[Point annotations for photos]
** start **

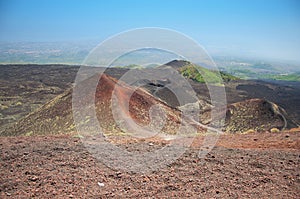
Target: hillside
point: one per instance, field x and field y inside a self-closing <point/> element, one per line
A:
<point x="197" y="73"/>
<point x="56" y="116"/>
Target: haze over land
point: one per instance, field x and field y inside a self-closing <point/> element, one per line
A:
<point x="153" y="124"/>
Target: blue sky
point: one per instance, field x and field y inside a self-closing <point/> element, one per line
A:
<point x="263" y="28"/>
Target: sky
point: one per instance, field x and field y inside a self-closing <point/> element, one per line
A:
<point x="262" y="28"/>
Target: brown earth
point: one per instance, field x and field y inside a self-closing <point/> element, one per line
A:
<point x="255" y="165"/>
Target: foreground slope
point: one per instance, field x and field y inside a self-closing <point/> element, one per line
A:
<point x="256" y="165"/>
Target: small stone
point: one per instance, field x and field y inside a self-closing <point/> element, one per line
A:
<point x="101" y="184"/>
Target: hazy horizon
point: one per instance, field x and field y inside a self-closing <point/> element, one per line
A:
<point x="267" y="30"/>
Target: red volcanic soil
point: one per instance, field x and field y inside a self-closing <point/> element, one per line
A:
<point x="255" y="165"/>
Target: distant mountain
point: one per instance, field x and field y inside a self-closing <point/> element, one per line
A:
<point x="197" y="73"/>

** end **

## EXERCISE OBJECTIVE
Print all of the records shown above exactly, leaving out each picture.

## WRITTEN ANSWER
Target: hillside
point: one per instance, field x and field y inside a self-closing <point/> element, one per line
A:
<point x="197" y="73"/>
<point x="56" y="116"/>
Target: haze over land
point: one per instance, field x and field y inside a self-closing <point/> element, one per line
A:
<point x="153" y="124"/>
Target: blue sky
point: one per instance, field x and field y inside a self-closing <point/> element, one per line
A:
<point x="263" y="28"/>
Target: sky
point: one per instance, field x and field y inside a self-closing <point/> element, one per line
A:
<point x="262" y="28"/>
Target: brown earth
point: one per instance, field x and field y inside a self-closing <point/> element, one per line
A:
<point x="255" y="165"/>
Target: foreground slope
point: one per instance, field x and field y inside a self-closing <point/> element, one per line
A:
<point x="256" y="165"/>
Target: small stone
point: one per instance, field x and field y inside a self-closing <point/> element, one per line
A:
<point x="101" y="184"/>
Target: hazy horizon
point: one per instance, field x and field y inside a self-closing <point/> element, one per line
A:
<point x="267" y="30"/>
Target: red volcanic soil
point: one per instance, field x and field y inside a self-closing <point/> element, one per line
A:
<point x="255" y="165"/>
Target: distant mountain
point: one per instance, field x and field y inside a self-closing <point/> element, one per line
A:
<point x="197" y="73"/>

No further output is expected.